##### Text shown #####
Beilin was invited to the Egyptian capital by Osama el-Baz, a top adviser to President Hosni Mubarak, after proposing last week that Israel voluntarily withdraw from the Gaza Strip and let it evolve into a Palestinian state, which one day could include the West Bank as well.

Micha Harish, the Labor Party’s secretary general, accused Beilin of “destroying the party.” Another group of Laborites, led by Knesset member Michael Bar-Zohar, warned Beilin he may have no future in the party.

Harish said he suspected that Beilin, a protege of party Chairman Shimon Peres, is planning to bolt Labor and set up a new political movement.

His position parallels that of Shlomo Lahat, the Likud mayor of Tel Aviv, who stunned the governing party by announcing his support for a Palestinian state on the prime time news Saturday night.

But unlike Lahat, who has a strong constituency and is immensely popular, Beilin’s position derives from his closeness to Peres.
##### Extracted data #####
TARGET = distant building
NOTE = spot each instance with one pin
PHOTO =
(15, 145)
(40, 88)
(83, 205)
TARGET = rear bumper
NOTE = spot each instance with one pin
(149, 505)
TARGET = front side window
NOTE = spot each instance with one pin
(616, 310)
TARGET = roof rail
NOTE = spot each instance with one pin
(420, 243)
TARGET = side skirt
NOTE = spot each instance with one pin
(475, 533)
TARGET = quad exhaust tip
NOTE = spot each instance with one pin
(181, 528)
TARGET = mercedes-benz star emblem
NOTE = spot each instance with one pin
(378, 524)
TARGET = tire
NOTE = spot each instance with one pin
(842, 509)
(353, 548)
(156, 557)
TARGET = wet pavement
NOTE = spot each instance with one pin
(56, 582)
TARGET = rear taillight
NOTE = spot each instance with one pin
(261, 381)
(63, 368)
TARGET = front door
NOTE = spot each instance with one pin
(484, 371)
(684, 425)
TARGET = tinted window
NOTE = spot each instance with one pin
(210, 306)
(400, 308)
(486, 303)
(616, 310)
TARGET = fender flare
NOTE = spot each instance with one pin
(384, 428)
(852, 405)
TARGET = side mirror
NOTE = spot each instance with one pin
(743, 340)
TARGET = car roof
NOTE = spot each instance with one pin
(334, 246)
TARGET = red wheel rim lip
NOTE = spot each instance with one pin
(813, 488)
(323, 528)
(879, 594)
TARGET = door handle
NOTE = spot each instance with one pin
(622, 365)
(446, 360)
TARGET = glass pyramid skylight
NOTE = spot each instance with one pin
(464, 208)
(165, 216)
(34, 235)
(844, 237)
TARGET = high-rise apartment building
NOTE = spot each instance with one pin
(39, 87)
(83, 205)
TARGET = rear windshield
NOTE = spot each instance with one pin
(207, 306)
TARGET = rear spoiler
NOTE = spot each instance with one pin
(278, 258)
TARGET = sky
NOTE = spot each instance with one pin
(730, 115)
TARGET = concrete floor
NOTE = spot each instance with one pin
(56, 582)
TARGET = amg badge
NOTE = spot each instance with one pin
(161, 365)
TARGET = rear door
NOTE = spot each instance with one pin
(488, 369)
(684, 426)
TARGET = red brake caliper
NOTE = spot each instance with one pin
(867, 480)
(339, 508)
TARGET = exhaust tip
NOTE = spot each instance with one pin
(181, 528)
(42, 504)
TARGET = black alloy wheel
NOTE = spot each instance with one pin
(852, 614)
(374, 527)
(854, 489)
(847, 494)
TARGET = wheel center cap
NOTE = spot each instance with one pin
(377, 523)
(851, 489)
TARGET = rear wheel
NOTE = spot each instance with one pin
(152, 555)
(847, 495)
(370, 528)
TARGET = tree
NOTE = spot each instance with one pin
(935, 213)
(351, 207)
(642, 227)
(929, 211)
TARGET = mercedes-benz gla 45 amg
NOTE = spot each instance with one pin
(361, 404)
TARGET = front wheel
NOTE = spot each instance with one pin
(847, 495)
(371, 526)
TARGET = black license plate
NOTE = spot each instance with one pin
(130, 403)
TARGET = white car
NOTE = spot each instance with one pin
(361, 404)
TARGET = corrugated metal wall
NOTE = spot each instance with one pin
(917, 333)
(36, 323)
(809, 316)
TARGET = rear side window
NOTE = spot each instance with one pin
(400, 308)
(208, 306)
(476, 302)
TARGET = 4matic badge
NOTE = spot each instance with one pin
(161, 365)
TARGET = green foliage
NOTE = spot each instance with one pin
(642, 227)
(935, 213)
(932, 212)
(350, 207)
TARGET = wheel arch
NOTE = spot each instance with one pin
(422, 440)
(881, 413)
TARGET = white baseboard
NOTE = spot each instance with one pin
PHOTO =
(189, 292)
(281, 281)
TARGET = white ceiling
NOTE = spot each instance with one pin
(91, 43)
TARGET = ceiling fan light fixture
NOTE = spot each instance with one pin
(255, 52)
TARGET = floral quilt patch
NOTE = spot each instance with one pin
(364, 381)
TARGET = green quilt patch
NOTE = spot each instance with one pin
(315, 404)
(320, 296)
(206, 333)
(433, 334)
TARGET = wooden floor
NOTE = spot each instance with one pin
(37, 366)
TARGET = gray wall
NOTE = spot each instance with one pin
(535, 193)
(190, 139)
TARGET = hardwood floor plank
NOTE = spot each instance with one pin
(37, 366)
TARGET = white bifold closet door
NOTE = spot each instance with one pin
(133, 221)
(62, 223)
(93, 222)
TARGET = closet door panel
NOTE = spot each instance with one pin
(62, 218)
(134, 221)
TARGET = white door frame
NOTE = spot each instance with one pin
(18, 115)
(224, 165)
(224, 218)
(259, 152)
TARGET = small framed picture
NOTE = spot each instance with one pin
#####
■ **Work to complete**:
**a.** Reproduce a passage from the news item about Beilin above, starting at the words "Micha Harish, the" and ending after the words "closeness to Peres.".
**b.** In the news item about Beilin, who invited Beilin to the Egyptian capital?
**c.** Carry the news item about Beilin and the Labor Party forward, beginning right after its final sentence.

■ **Final answers**:
**a.**
Micha Harish, the Labor Party’s secretary general, accused Beilin of “destroying the party.” Another group of Laborites, led by Knesset member Michael Bar-Zohar, warned Beilin he may have no future in the party.

Harish said he suspected that Beilin, a protege of party Chairman Shimon Peres, is planning to bolt Labor and set up a new political movement.

His position parallels that of Shlomo Lahat, the Likud mayor of Tel Aviv, who stunned the governing party by announcing his support for a Palestinian state on the prime time news Saturday night.

But unlike Lahat, who has a strong constituency and is immensely popular, Beilin’s position derives from his closeness to Peres.

**b.** Osama el-Baz, a top adviser to President Hosni Mubarak.

**c.**
He was political director of the Foreign Ministry when Peres was foreign minister in the 1980s and deputy minister of finance when Peres was finance minister until March, when the Likud-Labor unity government collapsed.

Peres has not commented on Beilin’s proposals. But he observed there is no rule against thinking or coming up with ideas that are contrary to party orthodoxy.

“There are those in Likud, too, who publicly advocate a Palestinian state,” Peres said, referring to Lahat.

Beilin said his plan was the result of months of intense discussion within a dovish faction of the Labor Party called the Mashov group.

Another member of the group, Knesset member Avrum Burg, was also invited to Cairo by el-Baz, but declined to accept.